What needs to be done: Reproduce the entries below character for character.

Records shown:
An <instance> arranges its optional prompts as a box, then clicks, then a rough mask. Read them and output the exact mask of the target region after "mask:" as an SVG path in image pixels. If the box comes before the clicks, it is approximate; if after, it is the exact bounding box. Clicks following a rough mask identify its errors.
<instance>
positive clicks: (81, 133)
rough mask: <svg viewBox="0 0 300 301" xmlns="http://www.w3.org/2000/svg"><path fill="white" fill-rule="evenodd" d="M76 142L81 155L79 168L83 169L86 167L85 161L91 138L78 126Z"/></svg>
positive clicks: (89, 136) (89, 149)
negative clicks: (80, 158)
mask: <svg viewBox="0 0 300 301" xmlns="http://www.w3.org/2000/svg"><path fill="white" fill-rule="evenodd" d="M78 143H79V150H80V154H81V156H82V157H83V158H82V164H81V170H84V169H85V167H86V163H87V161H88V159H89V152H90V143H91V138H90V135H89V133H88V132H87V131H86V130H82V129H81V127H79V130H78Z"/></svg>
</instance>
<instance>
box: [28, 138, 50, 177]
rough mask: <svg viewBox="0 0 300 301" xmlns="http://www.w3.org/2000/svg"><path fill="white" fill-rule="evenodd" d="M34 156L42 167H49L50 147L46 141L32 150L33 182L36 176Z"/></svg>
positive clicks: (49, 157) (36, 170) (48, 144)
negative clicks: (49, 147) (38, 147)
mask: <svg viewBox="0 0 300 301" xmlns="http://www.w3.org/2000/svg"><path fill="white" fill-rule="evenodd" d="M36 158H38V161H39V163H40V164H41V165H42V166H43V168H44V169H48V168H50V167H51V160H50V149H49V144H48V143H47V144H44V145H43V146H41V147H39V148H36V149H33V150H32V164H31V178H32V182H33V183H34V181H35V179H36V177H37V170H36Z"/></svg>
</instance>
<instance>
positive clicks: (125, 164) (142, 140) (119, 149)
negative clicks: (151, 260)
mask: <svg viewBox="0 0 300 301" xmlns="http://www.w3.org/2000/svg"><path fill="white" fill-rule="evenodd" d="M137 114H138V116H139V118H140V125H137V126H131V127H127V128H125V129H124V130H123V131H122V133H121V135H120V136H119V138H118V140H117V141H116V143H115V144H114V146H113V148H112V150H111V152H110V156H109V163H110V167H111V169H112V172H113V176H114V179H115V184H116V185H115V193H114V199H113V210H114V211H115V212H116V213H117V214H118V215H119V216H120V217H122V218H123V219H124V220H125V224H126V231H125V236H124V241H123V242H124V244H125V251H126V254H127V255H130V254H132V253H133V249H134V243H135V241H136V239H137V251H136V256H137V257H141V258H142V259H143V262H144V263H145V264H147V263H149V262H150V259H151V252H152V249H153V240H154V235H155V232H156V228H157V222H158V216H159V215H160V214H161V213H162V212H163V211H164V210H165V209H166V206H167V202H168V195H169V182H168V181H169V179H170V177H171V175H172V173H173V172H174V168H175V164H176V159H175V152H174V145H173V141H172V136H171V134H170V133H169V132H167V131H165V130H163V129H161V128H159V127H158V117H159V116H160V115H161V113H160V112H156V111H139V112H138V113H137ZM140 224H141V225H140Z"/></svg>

Solution:
An <instance> arranges its optional prompts as a box, then clicks, then a rough mask. Read them and output the exact mask of the target region after "mask:" as an SVG path in image pixels. If the box comes before the clicks, it is approximate; if after, it is the exact bounding box. Clicks following a rough mask identify its errors.
<instance>
positive clicks: (81, 133)
rough mask: <svg viewBox="0 0 300 301" xmlns="http://www.w3.org/2000/svg"><path fill="white" fill-rule="evenodd" d="M76 142L81 155L79 168L83 169L86 167L85 161L91 138L78 126Z"/></svg>
positive clicks: (89, 136) (89, 149)
negative clicks: (80, 158)
mask: <svg viewBox="0 0 300 301" xmlns="http://www.w3.org/2000/svg"><path fill="white" fill-rule="evenodd" d="M78 143H79V150H80V154H81V156H82V157H83V158H82V164H81V170H84V169H85V167H86V163H87V161H88V159H89V152H90V143H91V138H90V135H89V133H88V132H87V131H86V130H82V129H81V127H79V130H78Z"/></svg>
</instance>
<instance>
box: [28, 138, 50, 177]
rough mask: <svg viewBox="0 0 300 301" xmlns="http://www.w3.org/2000/svg"><path fill="white" fill-rule="evenodd" d="M34 156L42 167H49L50 147L46 141L32 150L33 182L36 176Z"/></svg>
positive clicks: (49, 157) (36, 170) (48, 144)
negative clicks: (49, 147) (38, 147)
mask: <svg viewBox="0 0 300 301" xmlns="http://www.w3.org/2000/svg"><path fill="white" fill-rule="evenodd" d="M36 158H38V161H39V163H40V164H41V165H42V166H43V168H44V169H48V168H50V167H51V160H50V149H49V144H48V143H47V144H44V145H43V146H41V147H39V148H36V149H33V150H32V164H31V178H32V182H33V183H34V181H35V179H36V177H37V170H36Z"/></svg>
</instance>
<instance>
positive clicks: (125, 164) (142, 140) (119, 149)
negative clicks: (151, 260)
mask: <svg viewBox="0 0 300 301" xmlns="http://www.w3.org/2000/svg"><path fill="white" fill-rule="evenodd" d="M137 114H138V116H139V118H140V125H137V126H131V127H127V128H125V129H124V130H123V131H122V133H121V135H120V136H119V138H118V140H117V141H116V143H115V144H114V146H113V148H112V150H111V152H110V156H109V163H110V167H111V169H112V172H113V176H114V179H115V184H116V185H115V193H114V199H113V210H114V211H115V212H116V213H117V214H118V215H119V216H120V217H122V218H123V219H124V220H125V224H126V231H125V236H124V241H123V242H124V244H125V251H126V254H127V255H130V254H132V253H133V249H134V243H135V241H136V239H137V251H136V256H137V257H141V258H142V259H143V262H144V263H145V264H147V263H149V262H150V259H151V252H152V249H153V240H154V235H155V232H156V228H157V222H158V216H159V215H160V214H161V213H162V212H163V211H164V210H165V209H166V206H167V202H168V195H169V182H168V181H169V179H170V177H171V175H172V173H173V172H174V168H175V164H176V159H175V152H174V145H173V141H172V136H171V134H170V133H169V132H167V131H165V130H163V129H161V128H159V127H158V117H159V116H160V115H161V113H160V112H156V111H139V112H138V113H137ZM140 224H141V225H140Z"/></svg>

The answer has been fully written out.